- **KETENTUAN LATIHAN**
• a. Tulis ulang paragraf dalam kutipan teks yang diawali "Berhutang, sejatinya wajar-wajar saja" dengan lebih ringkas tanpa menghilangkan fakta utamanya.
• b. Salinlah bagian kutipan teks tanpa perubahan apa pun, mulai dari kata-kata "Kembali pada statemen" hingga dan termasuk kata-kata "bunga yang memberatkan.".

___ KUTIPAN TEKS ___

Menantang Kepemimpinan Nasional Untuk Menolak Hutang Riba

Menantang Kepemimpinan Nasional Untuk Menolak Hutang Riba

“Jika zina dan riba tersebar luas di suatu kampung (negeri), maka sungguh mereka telah menghalalkan atas diri mereka sendiri azab Allah." [HR al-Hakim, al-Baihaqi dan ath-Thabrani]

"Indonesia Darurat Utang Riba". Kira-kira begitulah yang penulis bisa tafsirkan ketika membaca satu statemen tokoh nasional, mantan Wapres RI dua kali yang juga ketua Dewan Masjid Indonesia (DMI), Jusuf Kalla.

Jusuf Kalla dalam Milad ke 21 PKS di Istora Senayan Jakarta 20 Mei 2023 sebagaimana dikutip gelora.co mengatakan bahwa dalam setahun kita membayar hutang dan bunga sampai seribu triliun. Ini terbesar dalam sejarah Indonesia sejak merdeka.

Isu hutang negara beserta jumlahnya yang terus bertambah secara 'eksponensial' sebenarnya bukan hal baru. Sudah banyak tokoh publik dan ekonom nasional yang mengkritik cara mengelola negara berbasis hutang yang ugal-ugalan. Tentu bukan hutang biasa tapi hutang berbunga yang bahkan untuk membayar bunganya saja negara harus berhutang lagi

Secara historis, akumulasi membengkaknya hutang negara hari ini tidak bisa dipisahkan dari 'kontribusi' setiap rezim yang berkuasa. Hal ini karena semua rezim pasti berhutang walau tentu dengan porsi yang berbeda-beda

Berhutang, sejatinya wajar-wajar saja. Menjadi masalah jika hutang itu adalah hutang dengan bunga berbunga yang bahkan telah menjadi sarana jebakan untuk menyandra dan mendikte negara (pihak) debitur seperti Indonesia oleh negara (pihak) kreditur seperti IMF, World Bank dan negara-negara besar seperti China. Lebih tragis lagi malah ada negara kreditur minta jaminan hutang itu dengan APBN

Kembali pada statemen pak Jusuf Kalla, tentunya term 'bunga' yang dimaksud oleh beliau bukanlah bunga yang bisa dipahami oleh banyak orang sebagai sesuatu yang 'harum', tetapi sebaliknya 'bunga' yang dimaksudkan adalah 'bunga' yang 'haram'. Bunga ini timbul dari konsekuensi kesepakatan atas hutang-piutang negara dengan modus investasi. Negara debitur seperti Indonesia harus membayarkan bukan saja hutang pokok tapi juga disertai beban bunga yang memberatkan.

___ BAHAN YANG DIBERIKAN ___

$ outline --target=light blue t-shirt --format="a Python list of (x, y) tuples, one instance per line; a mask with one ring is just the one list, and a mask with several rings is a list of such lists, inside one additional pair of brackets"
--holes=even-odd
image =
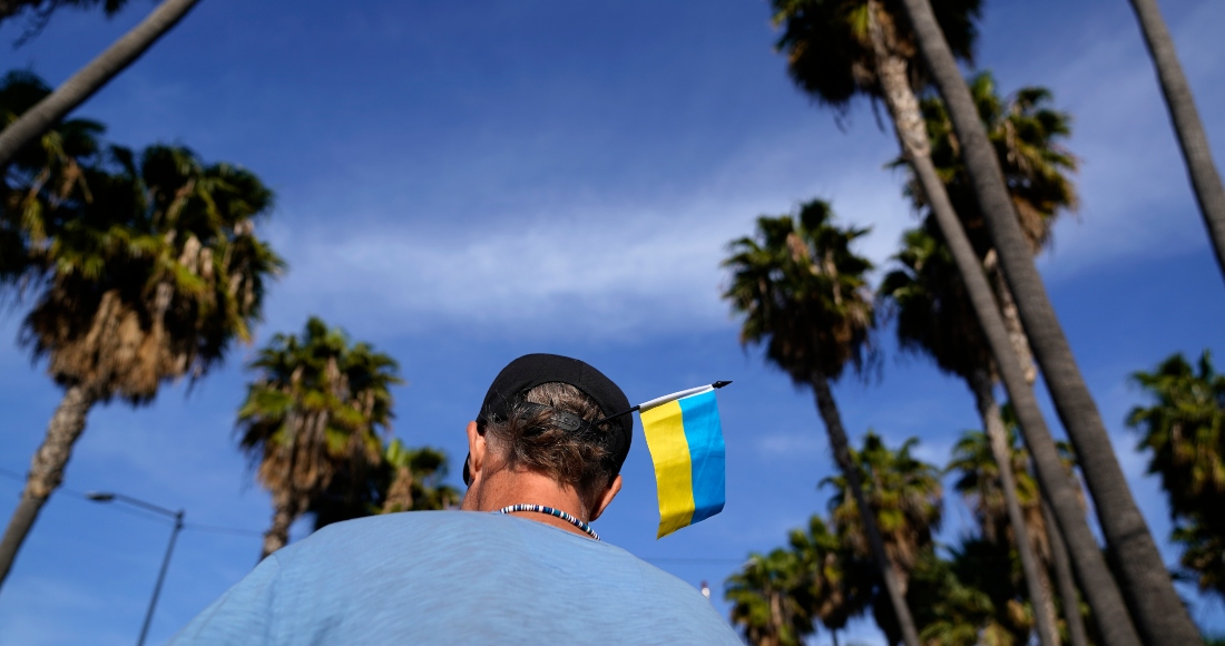
[(187, 644), (741, 644), (697, 590), (514, 516), (415, 511), (327, 526), (263, 559)]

___

- **HASIL TIAP TUGAS**
• a. Berhutang sebenarnya wajar. Masalahnya muncul bila hutang itu berbunga berbunga dan dijadikan jebakan untuk menyandera serta mendikte negara debitur seperti Indonesia. Kreditur yang melakukannya antara lain IMF, World Bank, dan negara besar seperti China. Lebih tragis lagi, ada negara kreditur yang meminta APBN sebagai jaminan hutang.

• b.
Kembali pada statemen pak Jusuf Kalla, tentunya term 'bunga' yang dimaksud oleh beliau bukanlah bunga yang bisa dipahami oleh banyak orang sebagai sesuatu yang 'harum', tetapi sebaliknya 'bunga' yang dimaksudkan adalah 'bunga' yang 'haram'. Bunga ini timbul dari konsekuensi kesepakatan atas hutang-piutang negara dengan modus investasi. Negara debitur seperti Indonesia harus membayarkan bukan saja hutang pokok tapi juga disertai beban bunga yang memberatkan.